Next the corn is transferred via pump to one of eight vertical tanks. The vertical tanks save the company valuable floor space while still producing a capacity of 80,000 lbs. of corn a day. In the tanks, the corn steeps from eight to 12 hours. During this process, the corn has to be continually agitated, which traditionally is done with large paddles.
However, Cardenas says these paddles cause friction, and over time, destroys the kernels. To prevent this, the company uses air bubbles to agitate the corn without damaging kernel integrity. After the corn has steeped, the pH is checked, and the corn is washed and transferred to volcanic stone grinders, which process the corn into masa.
For certain customers, the company operates a dry corn process, which is much simpler than the wet corn process. As part of the dry corn process, bags of dry masa are put in a horizontal mixer, hydrated and mixed for two minutes, which produces masa.
The company’s four corn tortilla production lines process as many as 7,000 dozen tortillas an hour, in sizes ranging from 4.5 ins. to 6 ins. The masa is sheeted, die cut and baked in 23-ft. ovens for about 30 seconds.

(Dataset entries)

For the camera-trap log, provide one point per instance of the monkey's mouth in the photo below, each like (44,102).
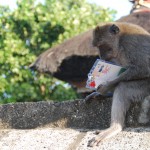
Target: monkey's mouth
(105,52)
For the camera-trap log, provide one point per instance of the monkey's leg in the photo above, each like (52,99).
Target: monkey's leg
(119,107)
(144,118)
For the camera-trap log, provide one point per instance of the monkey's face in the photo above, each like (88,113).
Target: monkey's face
(105,38)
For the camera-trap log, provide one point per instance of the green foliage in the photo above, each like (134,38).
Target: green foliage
(31,29)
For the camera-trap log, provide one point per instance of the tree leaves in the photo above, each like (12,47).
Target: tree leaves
(31,29)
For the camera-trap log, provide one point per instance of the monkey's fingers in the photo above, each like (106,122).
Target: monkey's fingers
(92,96)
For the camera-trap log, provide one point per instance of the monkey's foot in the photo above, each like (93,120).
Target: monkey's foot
(105,134)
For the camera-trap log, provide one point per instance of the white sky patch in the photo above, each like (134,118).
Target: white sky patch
(122,7)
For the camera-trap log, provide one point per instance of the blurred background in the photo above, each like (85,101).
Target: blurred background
(29,27)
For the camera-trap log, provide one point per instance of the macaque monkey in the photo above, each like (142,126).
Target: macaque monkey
(126,45)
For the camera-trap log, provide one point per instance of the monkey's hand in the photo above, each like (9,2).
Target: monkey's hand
(103,89)
(91,97)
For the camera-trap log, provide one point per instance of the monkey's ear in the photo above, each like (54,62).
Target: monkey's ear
(114,29)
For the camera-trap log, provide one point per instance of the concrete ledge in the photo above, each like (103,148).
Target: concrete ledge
(70,114)
(67,126)
(69,139)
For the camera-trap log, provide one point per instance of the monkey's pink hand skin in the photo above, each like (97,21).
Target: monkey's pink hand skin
(104,134)
(103,89)
(92,96)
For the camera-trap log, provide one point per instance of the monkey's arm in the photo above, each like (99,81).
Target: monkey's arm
(132,73)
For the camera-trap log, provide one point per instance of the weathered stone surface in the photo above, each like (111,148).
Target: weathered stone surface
(66,126)
(70,139)
(72,114)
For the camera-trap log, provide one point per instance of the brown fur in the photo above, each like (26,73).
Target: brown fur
(129,46)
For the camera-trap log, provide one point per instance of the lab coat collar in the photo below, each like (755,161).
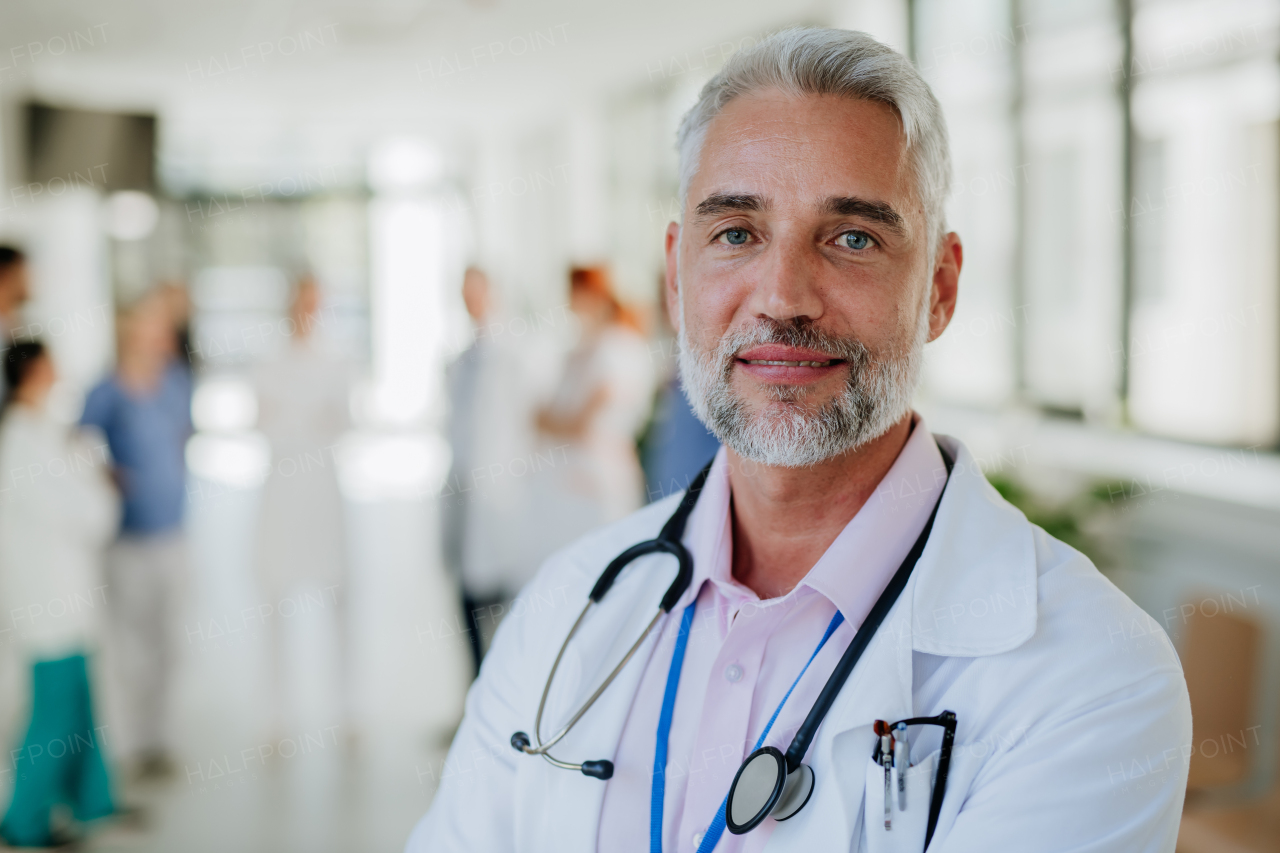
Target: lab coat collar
(972,593)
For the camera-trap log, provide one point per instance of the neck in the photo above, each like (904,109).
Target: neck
(31,401)
(786,518)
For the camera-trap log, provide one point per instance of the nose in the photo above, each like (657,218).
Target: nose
(786,284)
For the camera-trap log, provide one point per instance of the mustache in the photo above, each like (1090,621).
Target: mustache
(795,332)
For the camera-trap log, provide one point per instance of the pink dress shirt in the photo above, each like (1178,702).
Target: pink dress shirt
(744,653)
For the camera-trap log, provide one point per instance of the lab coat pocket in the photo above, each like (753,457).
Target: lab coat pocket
(905,833)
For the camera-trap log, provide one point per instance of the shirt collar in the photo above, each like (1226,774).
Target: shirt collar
(856,568)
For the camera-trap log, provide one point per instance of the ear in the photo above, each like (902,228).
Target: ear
(946,284)
(672,288)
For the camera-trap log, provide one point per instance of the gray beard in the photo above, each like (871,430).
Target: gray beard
(785,432)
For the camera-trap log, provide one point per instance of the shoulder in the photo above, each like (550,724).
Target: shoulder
(1092,621)
(1095,655)
(580,564)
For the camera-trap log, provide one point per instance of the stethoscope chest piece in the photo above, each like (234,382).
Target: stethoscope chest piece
(763,788)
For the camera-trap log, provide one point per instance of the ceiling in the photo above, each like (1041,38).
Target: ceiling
(250,90)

:: Your tasks ::
A) Repeat word for word the part of the corn processing passage starting with "However, Cardenas says" and going on through "about 30 seconds.".
B) Answer these questions from the corn processing passage:
(i) How many vertical tanks can the corn be pumped into?
(ii) What does the company use to agitate the steeping corn in place of paddles?
(iii) For about how long is the masa baked?
C) Write the next part of the corn processing passage, picking up after its last sentence.
The records are not needed.

:: Answers for the tasks ::
A)
However, Cardenas says these paddles cause friction, and over time, destroys the kernels. To prevent this, the company uses air bubbles to agitate the corn without damaging kernel integrity. After the corn has steeped, the pH is checked, and the corn is washed and transferred to volcanic stone grinders, which process the corn into masa.
For certain customers, the company operates a dry corn process, which is much simpler than the wet corn process. As part of the dry corn process, bags of dry masa are put in a horizontal mixer, hydrated and mixed for two minutes, which produces masa.
The company’s four corn tortilla production lines process as many as 7,000 dozen tortillas an hour, in sizes ranging from 4.5 ins. to 6 ins. The masa is sheeted, die cut and baked in 23-ft. ovens for about 30 seconds.

B)
(i) Eight.
(ii) Air bubbles.
(iii) About 30 seconds.

C)
Flour tortilla production
The company’s three flour tortilla lines process 4-in. to 13-in. tortillas. The company mixes dough in one horizontal mixer and two vertical mixers. According to Cardenas, the vertical mixer works best to develop the dough on the company’s high-speed line. “It develops the dough, which is a stickier dough compared to what runs on our other lines, in half the time.”
After mixing, dough is divided and rounded before pressing. The company pre-presses its dough balls, which increases cycle time by allowing the final presser a smaller range of motion. The pre-press also helps the dough adhere to the Teflon belt, which prevents the tortillas from sliding backwards during final pressing. The final press has a temperature of about 390°F, and starts the baking process before products enter a serpentine oven for about 20 seconds.
After flour and corn tortilla products are baked, they enter a cooling conveyor. Flour tortillas go through a cooling room that is kept at 56°F. This room cools tortillas for about six minutes. “If you don’t cool it, and you put it in the package while it’s hot, then the package acts as a microwave, which starts the molding process,” Cardenas says. “This cooling room helped us go all summer without mold, which is a big thing in Texas.”
After cooling, products are transferred to the atmospherically controlled packaging room. The company’s flour tortilla packaging is completely automated, with stackers, baggers and sealers. The corn tortilla packaging area still uses manual labor because “equipment manufacturers haven’t developed systems to handle stacks of corn tortillas that are more than 6 ins. in height,” Cardenas says.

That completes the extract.